• _WORK ORDER 1_
According to the text on deep-sea pollution, how many chemicals does the list of persistent organic pollutants now comprise?
• _WORK ORDER 2_
Please reproduce the passage of the text on deep-sea pollution that begins at the words "In the 2001" and stops after the words "convention in Geneva.".
• _WORK ORDER 3_
Using the text on deep-sea pollution, decide whether each statement agrees with it. For each, answer yes or no and quote the deciding words.
(a) The lander released weights before floating back to the surface.
(b) Governments agreed to outlaw the "dirty dozen" in a 2009 convention.
(c) The Kermadec Trench lies off New Zealand.

Scientists were most shocked by the high levels of poisons in what had seemed a wilderness, he told Reuters. In one sample, PCB levels were 50 times higher than in crabs in one of China's most polluted rivers.
The high concentrations may be because trash or the remains of contaminated fish sink and build up even on the remotest seabeds, providing food for tiny scavengers.
The scientists caught creatures in the Mariana Trench in the western Pacific — the deepest point on the seabed, at 11,033 metres down — and the Kermadec Trench off New Zealand.
Their lander took samples of the sea floor then released weights and floated back to the surface.
In the 2001 Stockholm Convention, governments agreed to outlaw a "dirty dozen" of man-made persistent organic pollutants (POPs) including PCBs, linked to cancers and damage to reproductive and immune systems in humans and wildlife.
In 2009 Polybrominated Diphenyl Ethers (PBDEs) were added to the list, which now comprises 26 chemicals. "POPS are found everywhere," said Ana-Maria Witt of the Secretariat of the POPs convention in Geneva.
An international meeting in late April in Geneva on "detoxifying the future" will decide whether to add two new chemicals, used as flame retardants and in plastics, to the list.
Many POPs build up in fatty tissues, and some of the highest levels have been found in the Arctic — including in the breast milk of Inuit women — after being swept northwards by winds and ocean currents from industries far to the south.

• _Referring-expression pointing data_
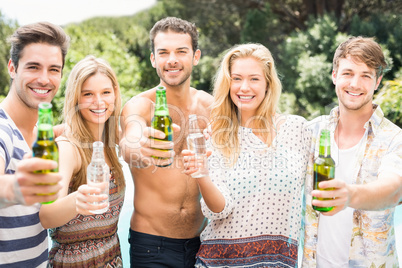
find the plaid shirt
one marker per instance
(373, 235)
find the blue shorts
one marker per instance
(149, 251)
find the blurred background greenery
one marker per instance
(301, 34)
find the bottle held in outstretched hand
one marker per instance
(324, 166)
(44, 146)
(196, 143)
(162, 120)
(98, 173)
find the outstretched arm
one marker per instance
(213, 197)
(136, 144)
(25, 187)
(381, 194)
(69, 205)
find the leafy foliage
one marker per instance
(390, 100)
(301, 34)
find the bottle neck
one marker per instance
(193, 125)
(325, 143)
(161, 107)
(45, 125)
(97, 153)
(325, 150)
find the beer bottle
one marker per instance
(161, 120)
(98, 174)
(44, 146)
(196, 143)
(324, 166)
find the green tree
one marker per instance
(390, 100)
(7, 27)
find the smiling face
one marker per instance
(39, 74)
(248, 86)
(174, 58)
(355, 84)
(96, 103)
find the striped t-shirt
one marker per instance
(23, 241)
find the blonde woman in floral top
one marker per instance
(253, 194)
(367, 148)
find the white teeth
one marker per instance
(40, 91)
(98, 111)
(354, 94)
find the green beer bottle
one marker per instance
(162, 120)
(324, 166)
(45, 147)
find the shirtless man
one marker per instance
(167, 219)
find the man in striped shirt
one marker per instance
(37, 58)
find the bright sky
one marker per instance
(68, 11)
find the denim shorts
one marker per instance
(149, 251)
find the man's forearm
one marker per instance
(384, 193)
(10, 193)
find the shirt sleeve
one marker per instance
(216, 165)
(392, 161)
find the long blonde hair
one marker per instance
(225, 116)
(77, 130)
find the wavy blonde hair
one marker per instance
(225, 116)
(77, 130)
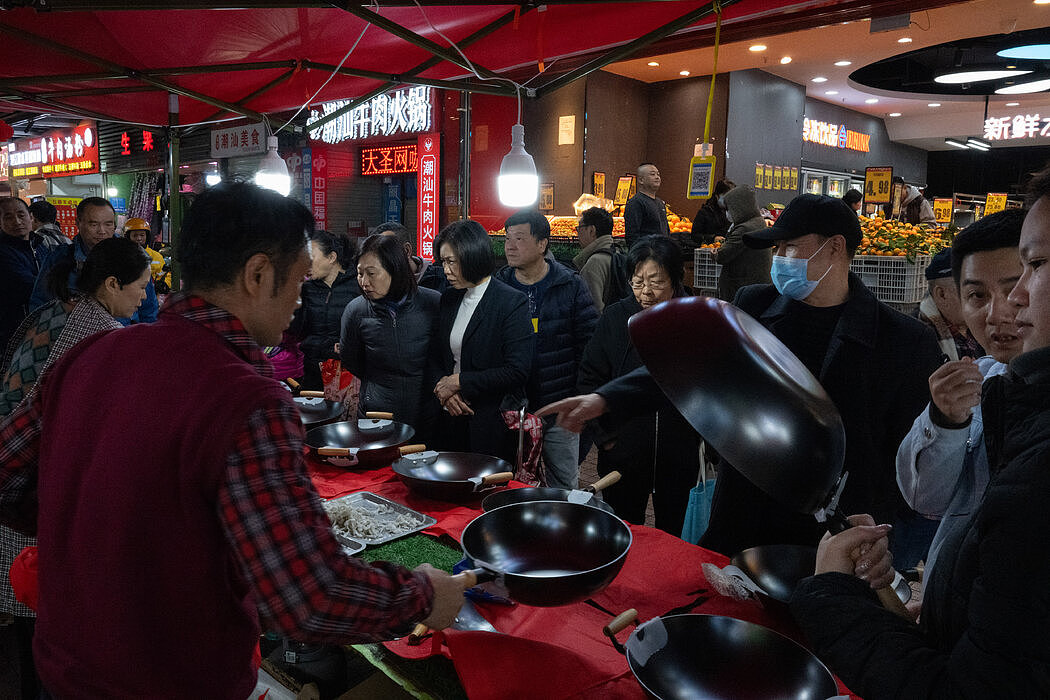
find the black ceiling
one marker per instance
(915, 71)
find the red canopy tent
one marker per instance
(101, 60)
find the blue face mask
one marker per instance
(791, 275)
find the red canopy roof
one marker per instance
(120, 64)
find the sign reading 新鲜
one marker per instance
(835, 135)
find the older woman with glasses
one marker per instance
(655, 453)
(484, 345)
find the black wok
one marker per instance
(317, 410)
(548, 552)
(369, 442)
(692, 657)
(452, 475)
(777, 569)
(747, 395)
(584, 495)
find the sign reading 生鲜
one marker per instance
(427, 195)
(407, 110)
(835, 135)
(57, 153)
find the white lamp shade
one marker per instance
(519, 186)
(273, 171)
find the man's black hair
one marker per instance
(92, 202)
(44, 211)
(600, 218)
(988, 233)
(471, 246)
(230, 223)
(403, 234)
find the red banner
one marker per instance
(58, 153)
(427, 194)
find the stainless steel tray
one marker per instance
(369, 501)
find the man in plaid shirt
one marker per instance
(159, 556)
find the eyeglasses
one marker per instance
(654, 285)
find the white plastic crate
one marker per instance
(893, 278)
(706, 272)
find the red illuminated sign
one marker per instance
(57, 153)
(427, 194)
(389, 160)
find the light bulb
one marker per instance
(518, 183)
(273, 171)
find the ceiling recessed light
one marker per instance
(1024, 88)
(977, 76)
(1034, 51)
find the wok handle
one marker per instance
(501, 478)
(620, 622)
(471, 577)
(608, 480)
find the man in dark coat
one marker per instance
(985, 626)
(872, 360)
(563, 319)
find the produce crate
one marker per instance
(706, 272)
(894, 279)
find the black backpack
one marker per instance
(617, 285)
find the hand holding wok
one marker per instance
(574, 411)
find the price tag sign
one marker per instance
(942, 209)
(994, 202)
(700, 171)
(877, 185)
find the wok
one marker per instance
(777, 569)
(710, 656)
(747, 395)
(452, 475)
(547, 552)
(317, 410)
(369, 442)
(585, 495)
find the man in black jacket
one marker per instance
(563, 319)
(872, 360)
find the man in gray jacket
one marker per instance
(942, 466)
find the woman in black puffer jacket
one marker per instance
(332, 285)
(386, 336)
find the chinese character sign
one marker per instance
(427, 193)
(244, 140)
(1019, 126)
(57, 153)
(406, 110)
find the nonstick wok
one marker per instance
(585, 495)
(452, 475)
(547, 552)
(690, 657)
(369, 442)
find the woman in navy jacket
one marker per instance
(483, 349)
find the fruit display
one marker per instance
(889, 237)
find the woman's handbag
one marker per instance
(698, 511)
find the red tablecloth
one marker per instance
(561, 652)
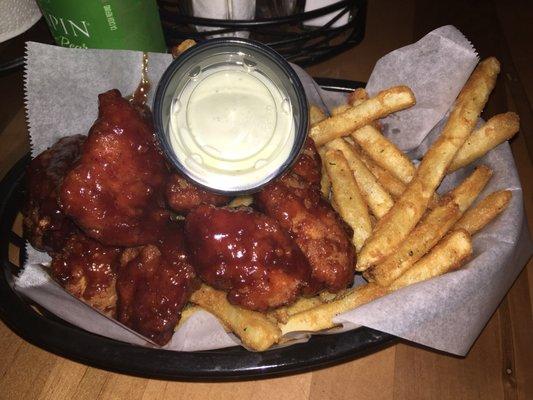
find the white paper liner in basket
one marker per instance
(446, 313)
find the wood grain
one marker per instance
(500, 364)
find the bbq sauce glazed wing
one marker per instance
(247, 254)
(154, 283)
(183, 196)
(45, 225)
(87, 269)
(295, 202)
(115, 190)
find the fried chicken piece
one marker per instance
(295, 202)
(87, 269)
(183, 196)
(45, 225)
(246, 254)
(115, 192)
(154, 283)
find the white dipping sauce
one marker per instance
(231, 127)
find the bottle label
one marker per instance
(105, 24)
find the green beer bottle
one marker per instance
(105, 24)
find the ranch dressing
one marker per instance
(231, 126)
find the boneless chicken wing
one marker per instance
(87, 269)
(247, 254)
(115, 192)
(183, 196)
(45, 225)
(154, 283)
(295, 202)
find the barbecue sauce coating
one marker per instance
(45, 225)
(247, 254)
(87, 269)
(115, 192)
(154, 283)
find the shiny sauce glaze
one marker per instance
(45, 225)
(247, 254)
(87, 269)
(115, 192)
(154, 283)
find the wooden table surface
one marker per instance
(500, 364)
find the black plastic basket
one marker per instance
(290, 35)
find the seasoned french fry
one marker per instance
(241, 201)
(326, 296)
(386, 102)
(390, 183)
(449, 254)
(358, 96)
(316, 115)
(320, 317)
(497, 130)
(426, 234)
(348, 199)
(254, 329)
(282, 314)
(325, 182)
(467, 191)
(392, 229)
(485, 211)
(384, 153)
(340, 109)
(431, 229)
(355, 98)
(376, 197)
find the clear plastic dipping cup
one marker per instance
(231, 115)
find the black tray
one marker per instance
(47, 331)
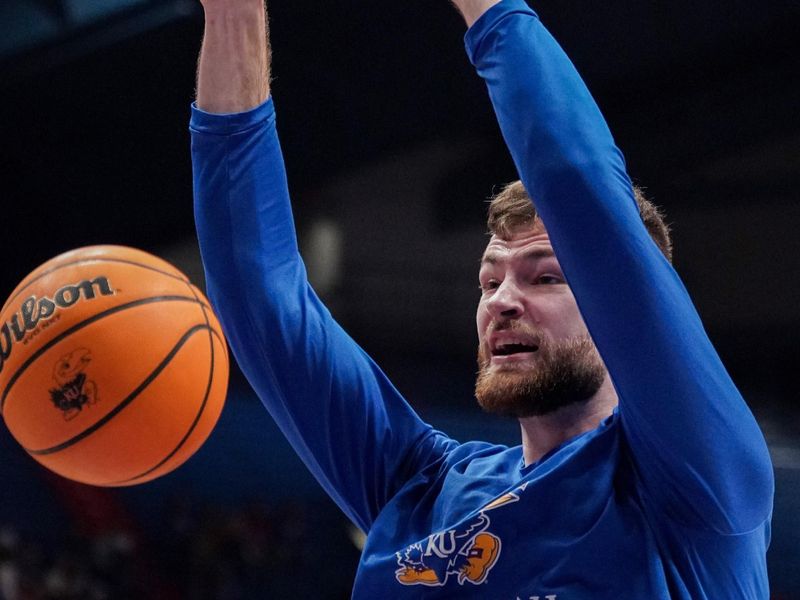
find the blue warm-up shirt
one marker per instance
(670, 497)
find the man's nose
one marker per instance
(506, 302)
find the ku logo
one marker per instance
(466, 554)
(73, 391)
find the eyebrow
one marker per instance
(492, 258)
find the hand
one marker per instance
(234, 70)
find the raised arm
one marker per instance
(471, 10)
(233, 72)
(338, 410)
(695, 444)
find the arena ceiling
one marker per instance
(701, 96)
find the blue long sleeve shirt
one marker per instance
(670, 497)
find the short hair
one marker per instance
(512, 209)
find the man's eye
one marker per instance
(549, 279)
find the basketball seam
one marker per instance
(130, 398)
(86, 322)
(201, 410)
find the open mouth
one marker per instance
(510, 349)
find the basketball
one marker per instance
(113, 367)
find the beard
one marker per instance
(560, 374)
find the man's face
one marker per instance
(535, 354)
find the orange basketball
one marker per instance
(113, 368)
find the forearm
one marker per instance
(471, 10)
(687, 426)
(234, 68)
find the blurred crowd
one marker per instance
(205, 553)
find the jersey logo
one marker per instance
(74, 390)
(466, 554)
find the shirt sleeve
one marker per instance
(693, 441)
(341, 414)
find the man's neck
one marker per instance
(542, 434)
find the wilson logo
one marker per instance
(35, 310)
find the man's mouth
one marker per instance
(514, 348)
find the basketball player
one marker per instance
(641, 475)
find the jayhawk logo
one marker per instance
(73, 391)
(467, 554)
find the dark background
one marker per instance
(391, 147)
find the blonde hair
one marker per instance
(512, 209)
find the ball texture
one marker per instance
(113, 367)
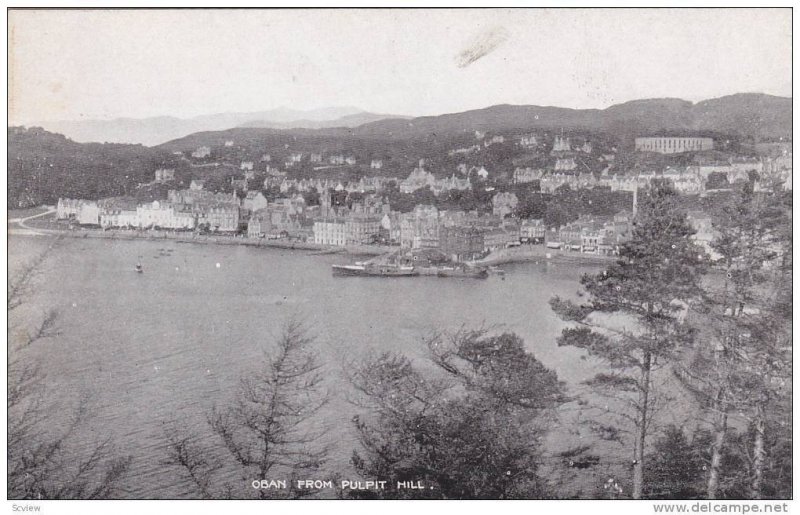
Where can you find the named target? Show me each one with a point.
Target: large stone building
(461, 243)
(673, 145)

• _RESPONSE AREA 1_
26 chemicals.

• _RESPONSE AREA 2_
In the 2001 Stockholm Convention, governments agreed to outlaw a "dirty dozen" of man-made persistent organic pollutants (POPs) including PCBs, linked to cancers and damage to reproductive and immune systems in humans and wildlife.
In 2009 Polybrominated Diphenyl Ethers (PBDEs) were added to the list, which now comprises 26 chemicals. "POPS are found everywhere," said Ana-Maria Witt of the Secretariat of the POPs convention in Geneva.

• _RESPONSE AREA 3_
(a) Yes: "released weights and floated back to the surface."
(b) No: "In the 2001 Stockholm Convention, governments agreed to outlaw a "dirty dozen""
(c) Yes: "the Kermadec Trench off New Zealand."